▶ RECORDS FOR THIS EXERCISE
━━━━━━
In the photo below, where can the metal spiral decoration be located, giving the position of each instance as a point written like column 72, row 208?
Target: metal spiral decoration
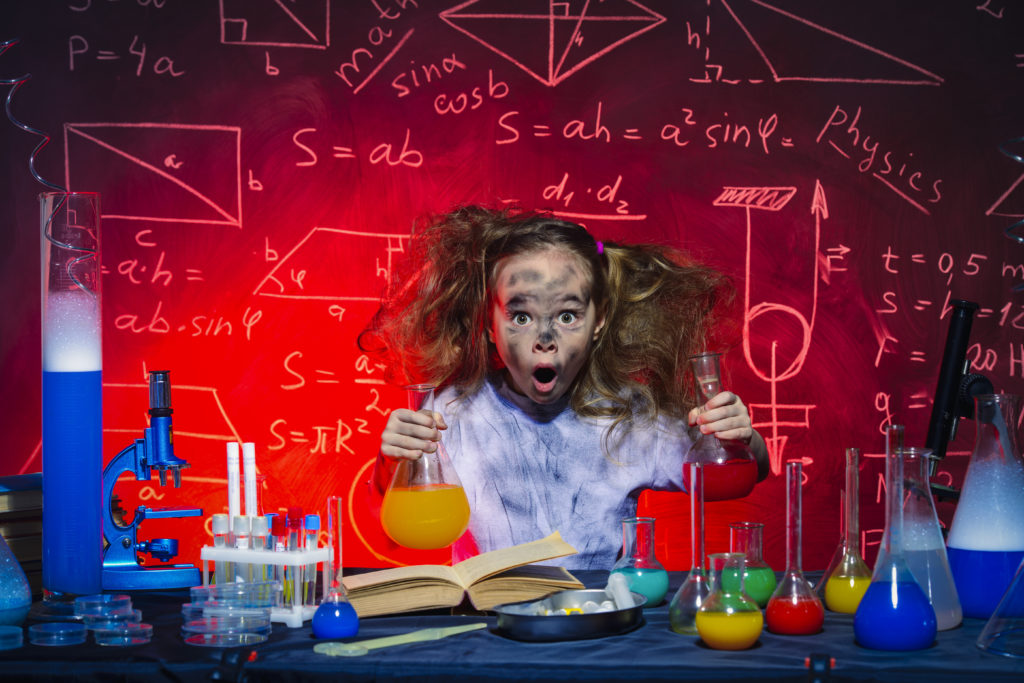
column 86, row 254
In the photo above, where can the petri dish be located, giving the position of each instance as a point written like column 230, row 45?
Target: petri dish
column 124, row 634
column 102, row 605
column 10, row 637
column 224, row 639
column 57, row 634
column 109, row 622
column 227, row 625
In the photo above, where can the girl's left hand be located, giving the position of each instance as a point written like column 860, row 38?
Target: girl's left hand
column 725, row 416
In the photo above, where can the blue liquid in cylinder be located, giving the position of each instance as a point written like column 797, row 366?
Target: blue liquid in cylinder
column 73, row 468
column 982, row 577
column 900, row 624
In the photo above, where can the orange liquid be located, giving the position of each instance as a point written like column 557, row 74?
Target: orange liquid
column 724, row 631
column 425, row 517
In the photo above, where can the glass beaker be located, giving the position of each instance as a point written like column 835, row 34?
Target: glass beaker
column 794, row 608
column 730, row 470
column 758, row 580
column 335, row 616
column 728, row 620
column 695, row 589
column 847, row 578
column 924, row 548
column 425, row 507
column 642, row 570
column 72, row 416
column 986, row 539
column 895, row 613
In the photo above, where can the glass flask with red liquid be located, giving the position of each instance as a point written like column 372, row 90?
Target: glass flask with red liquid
column 794, row 608
column 729, row 469
column 895, row 613
column 425, row 507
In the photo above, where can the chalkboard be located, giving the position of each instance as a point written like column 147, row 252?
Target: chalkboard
column 262, row 163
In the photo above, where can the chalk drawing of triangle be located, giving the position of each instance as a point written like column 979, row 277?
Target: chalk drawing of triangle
column 552, row 40
column 798, row 49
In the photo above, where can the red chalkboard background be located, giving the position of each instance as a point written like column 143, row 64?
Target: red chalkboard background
column 261, row 165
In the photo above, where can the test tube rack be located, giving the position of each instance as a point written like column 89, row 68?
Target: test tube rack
column 295, row 611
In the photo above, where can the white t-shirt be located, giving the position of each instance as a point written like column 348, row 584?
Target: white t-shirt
column 530, row 469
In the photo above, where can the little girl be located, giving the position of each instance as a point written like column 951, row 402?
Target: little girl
column 562, row 369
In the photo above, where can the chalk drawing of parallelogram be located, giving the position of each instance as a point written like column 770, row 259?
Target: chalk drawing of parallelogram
column 574, row 33
column 173, row 173
column 334, row 264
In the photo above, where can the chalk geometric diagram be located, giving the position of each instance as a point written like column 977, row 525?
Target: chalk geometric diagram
column 334, row 264
column 173, row 173
column 781, row 415
column 276, row 23
column 792, row 47
column 573, row 33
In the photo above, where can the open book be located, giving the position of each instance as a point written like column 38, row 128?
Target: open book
column 487, row 580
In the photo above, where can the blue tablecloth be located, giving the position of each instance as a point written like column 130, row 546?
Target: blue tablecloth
column 652, row 652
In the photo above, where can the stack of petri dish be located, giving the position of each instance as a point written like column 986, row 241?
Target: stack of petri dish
column 230, row 614
column 112, row 620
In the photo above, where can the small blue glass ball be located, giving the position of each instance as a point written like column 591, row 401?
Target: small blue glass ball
column 335, row 620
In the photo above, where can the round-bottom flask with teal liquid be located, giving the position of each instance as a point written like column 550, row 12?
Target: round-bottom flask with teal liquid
column 895, row 612
column 642, row 570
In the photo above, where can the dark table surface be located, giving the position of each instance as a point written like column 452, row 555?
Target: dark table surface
column 652, row 651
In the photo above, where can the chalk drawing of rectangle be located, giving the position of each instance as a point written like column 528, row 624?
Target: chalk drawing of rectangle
column 275, row 23
column 334, row 264
column 202, row 195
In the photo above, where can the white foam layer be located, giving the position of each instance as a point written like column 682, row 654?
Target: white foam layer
column 990, row 512
column 72, row 333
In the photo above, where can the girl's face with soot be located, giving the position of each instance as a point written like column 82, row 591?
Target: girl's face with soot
column 543, row 321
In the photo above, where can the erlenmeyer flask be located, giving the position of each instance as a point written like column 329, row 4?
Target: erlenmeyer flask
column 924, row 549
column 758, row 579
column 642, row 570
column 335, row 616
column 729, row 471
column 728, row 620
column 794, row 609
column 425, row 507
column 1004, row 634
column 848, row 577
column 895, row 613
column 687, row 600
column 986, row 539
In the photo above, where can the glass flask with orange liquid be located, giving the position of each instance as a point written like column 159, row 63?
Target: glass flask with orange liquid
column 729, row 470
column 425, row 507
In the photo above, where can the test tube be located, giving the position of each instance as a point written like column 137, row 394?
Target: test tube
column 260, row 537
column 241, row 527
column 220, row 527
column 309, row 577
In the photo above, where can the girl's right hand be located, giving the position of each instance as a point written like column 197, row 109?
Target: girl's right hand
column 409, row 434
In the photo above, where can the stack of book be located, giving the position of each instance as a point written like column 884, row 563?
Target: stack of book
column 22, row 523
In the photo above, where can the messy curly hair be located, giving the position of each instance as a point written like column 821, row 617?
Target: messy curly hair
column 657, row 304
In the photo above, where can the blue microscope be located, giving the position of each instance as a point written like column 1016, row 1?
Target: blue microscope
column 122, row 568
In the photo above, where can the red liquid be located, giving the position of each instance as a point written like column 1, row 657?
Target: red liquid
column 795, row 617
column 723, row 481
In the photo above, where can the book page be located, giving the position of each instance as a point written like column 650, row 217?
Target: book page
column 399, row 574
column 496, row 561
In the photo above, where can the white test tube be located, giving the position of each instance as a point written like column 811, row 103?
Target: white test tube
column 241, row 529
column 220, row 529
column 249, row 461
column 260, row 534
column 233, row 485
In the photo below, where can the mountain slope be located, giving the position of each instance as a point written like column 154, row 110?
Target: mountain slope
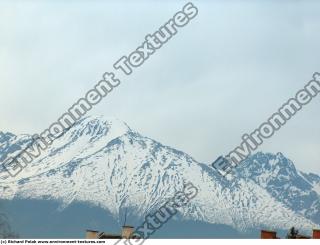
column 104, row 163
column 298, row 191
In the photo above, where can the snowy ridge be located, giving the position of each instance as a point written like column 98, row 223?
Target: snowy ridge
column 104, row 162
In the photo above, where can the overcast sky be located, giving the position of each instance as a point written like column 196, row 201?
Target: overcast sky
column 221, row 76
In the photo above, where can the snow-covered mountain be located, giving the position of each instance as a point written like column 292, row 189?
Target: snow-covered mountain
column 105, row 163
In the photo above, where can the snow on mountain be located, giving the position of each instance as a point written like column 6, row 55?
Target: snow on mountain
column 278, row 175
column 105, row 163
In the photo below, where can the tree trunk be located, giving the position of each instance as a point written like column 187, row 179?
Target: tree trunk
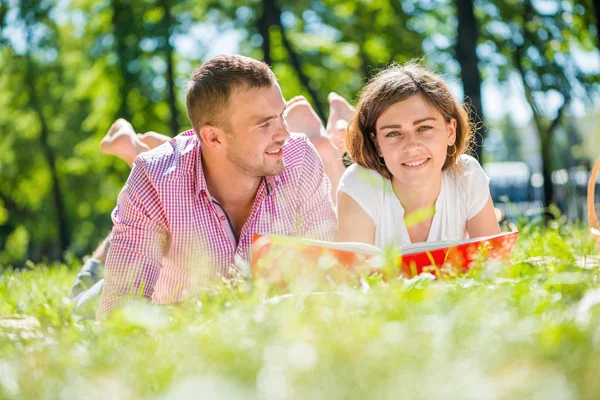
column 466, row 54
column 597, row 15
column 172, row 99
column 57, row 196
column 270, row 6
column 264, row 23
column 122, row 18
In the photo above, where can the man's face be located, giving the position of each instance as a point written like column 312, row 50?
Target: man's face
column 256, row 131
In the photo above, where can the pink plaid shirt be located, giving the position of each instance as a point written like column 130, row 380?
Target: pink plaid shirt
column 171, row 237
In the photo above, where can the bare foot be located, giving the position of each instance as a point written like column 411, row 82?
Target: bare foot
column 340, row 112
column 301, row 118
column 153, row 139
column 121, row 141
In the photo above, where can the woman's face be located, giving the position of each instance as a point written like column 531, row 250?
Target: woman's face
column 413, row 139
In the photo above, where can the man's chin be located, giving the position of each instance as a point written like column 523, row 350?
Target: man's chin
column 274, row 169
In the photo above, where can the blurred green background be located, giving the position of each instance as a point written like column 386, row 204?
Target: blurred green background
column 68, row 69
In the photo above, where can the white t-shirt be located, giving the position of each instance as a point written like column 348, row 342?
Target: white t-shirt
column 465, row 191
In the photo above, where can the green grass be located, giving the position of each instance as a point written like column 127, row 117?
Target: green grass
column 526, row 330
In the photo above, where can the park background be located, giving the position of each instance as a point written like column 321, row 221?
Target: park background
column 529, row 68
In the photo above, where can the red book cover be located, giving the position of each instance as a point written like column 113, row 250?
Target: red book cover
column 271, row 253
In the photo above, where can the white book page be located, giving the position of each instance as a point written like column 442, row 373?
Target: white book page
column 355, row 247
column 430, row 246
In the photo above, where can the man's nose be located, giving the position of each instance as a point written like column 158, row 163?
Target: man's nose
column 283, row 133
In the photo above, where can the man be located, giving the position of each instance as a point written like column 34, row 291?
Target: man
column 188, row 211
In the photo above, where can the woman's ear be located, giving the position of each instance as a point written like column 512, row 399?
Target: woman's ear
column 374, row 139
column 451, row 127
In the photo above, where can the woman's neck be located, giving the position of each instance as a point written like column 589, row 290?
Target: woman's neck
column 415, row 197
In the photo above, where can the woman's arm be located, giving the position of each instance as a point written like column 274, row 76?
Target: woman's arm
column 484, row 223
column 354, row 224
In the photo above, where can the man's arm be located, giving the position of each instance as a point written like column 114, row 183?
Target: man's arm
column 139, row 240
column 316, row 217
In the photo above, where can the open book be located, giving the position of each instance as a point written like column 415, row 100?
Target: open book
column 272, row 251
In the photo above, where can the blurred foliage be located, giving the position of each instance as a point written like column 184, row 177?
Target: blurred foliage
column 70, row 68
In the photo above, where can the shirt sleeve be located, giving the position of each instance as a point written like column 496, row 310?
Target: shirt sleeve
column 138, row 242
column 478, row 184
column 315, row 218
column 363, row 186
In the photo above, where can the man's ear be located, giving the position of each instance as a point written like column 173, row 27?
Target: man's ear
column 211, row 136
column 451, row 131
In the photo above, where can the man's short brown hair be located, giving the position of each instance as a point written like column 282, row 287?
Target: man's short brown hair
column 211, row 84
column 392, row 85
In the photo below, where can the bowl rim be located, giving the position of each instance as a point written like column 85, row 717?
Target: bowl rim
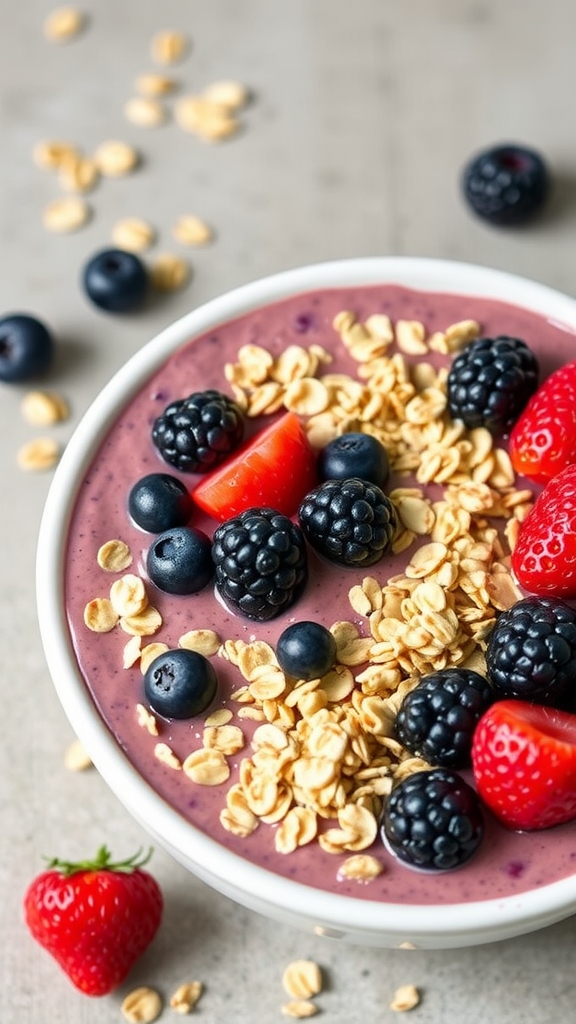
column 509, row 914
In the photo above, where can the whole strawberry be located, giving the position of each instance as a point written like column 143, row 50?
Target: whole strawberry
column 524, row 759
column 543, row 439
column 544, row 557
column 95, row 918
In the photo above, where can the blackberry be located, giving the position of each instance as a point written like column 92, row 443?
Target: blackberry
column 531, row 652
column 197, row 433
column 260, row 562
column 433, row 820
column 437, row 719
column 490, row 382
column 506, row 184
column 351, row 522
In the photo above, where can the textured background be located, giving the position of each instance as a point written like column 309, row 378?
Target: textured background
column 363, row 116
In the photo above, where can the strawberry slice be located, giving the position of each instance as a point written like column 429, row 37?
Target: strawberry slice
━━━━━━
▶ PROBLEM
Return every line of the material above exactly as it appears, from the line containing "In the photo above, where can the woman's ear" down to the line containing "column 451, row 127", with both of those lines included.

▶ TASK OUTPUT
In the photo above, where can the woman's ear be located, giving the position of each instance as a point written like column 512, row 399?
Target: woman's ear
column 374, row 139
column 451, row 127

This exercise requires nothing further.